[2/2] drm/amdgpu: validate fallback BOs

Submitted by Zhou, David(ChunMing) on March 19, 2018, 10 a.m.

Details

Message ID 20180319100048.8925-2-david1.zhou@amd.com
State New
Headers show
Series "Series without cover letter" ( rev: 1 ) in AMD X.Org drivers

Not browsing as part of any series.

Commit Message

Zhou, David(ChunMing) March 19, 2018, 10 a.m.
issue:
Game F1 performance drops 13% when per vm bo is enabled.

root cause:
if some BOs are fallback to allowed domain, they will never be validated if no eviction happens,
that means they always exist in allowed domain.

§ **THE TASKS**:
1. According to the patch page, by how much does Game F1 performance drop when per vm bo is enabled?
2. Copy the patch page word for word, from "Message ID 20180319100048.8925-2-david1.zhou@amd.com" to "bo is enabled.".

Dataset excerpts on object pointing
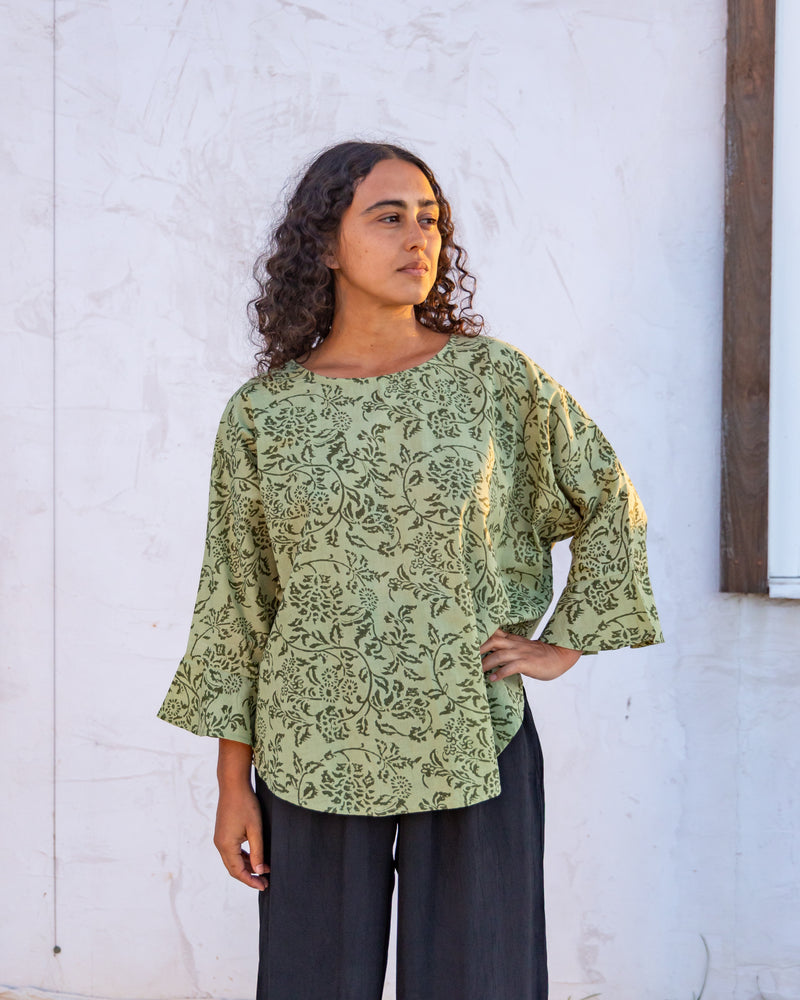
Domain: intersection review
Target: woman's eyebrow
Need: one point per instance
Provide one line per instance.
(399, 203)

§ **ANSWERS BELOW**:
1. 13%

2.
Message ID 20180319100048.8925-2-david1.zhou@amd.com
State New
Headers show
Series "Series without cover letter" ( rev: 1 ) in AMD X.Org drivers

Not browsing as part of any series.

Commit Message

Zhou, David(ChunMing) March 19, 2018, 10 a.m.
issue:
Game F1 performance drops 13% when per vm bo is enabled.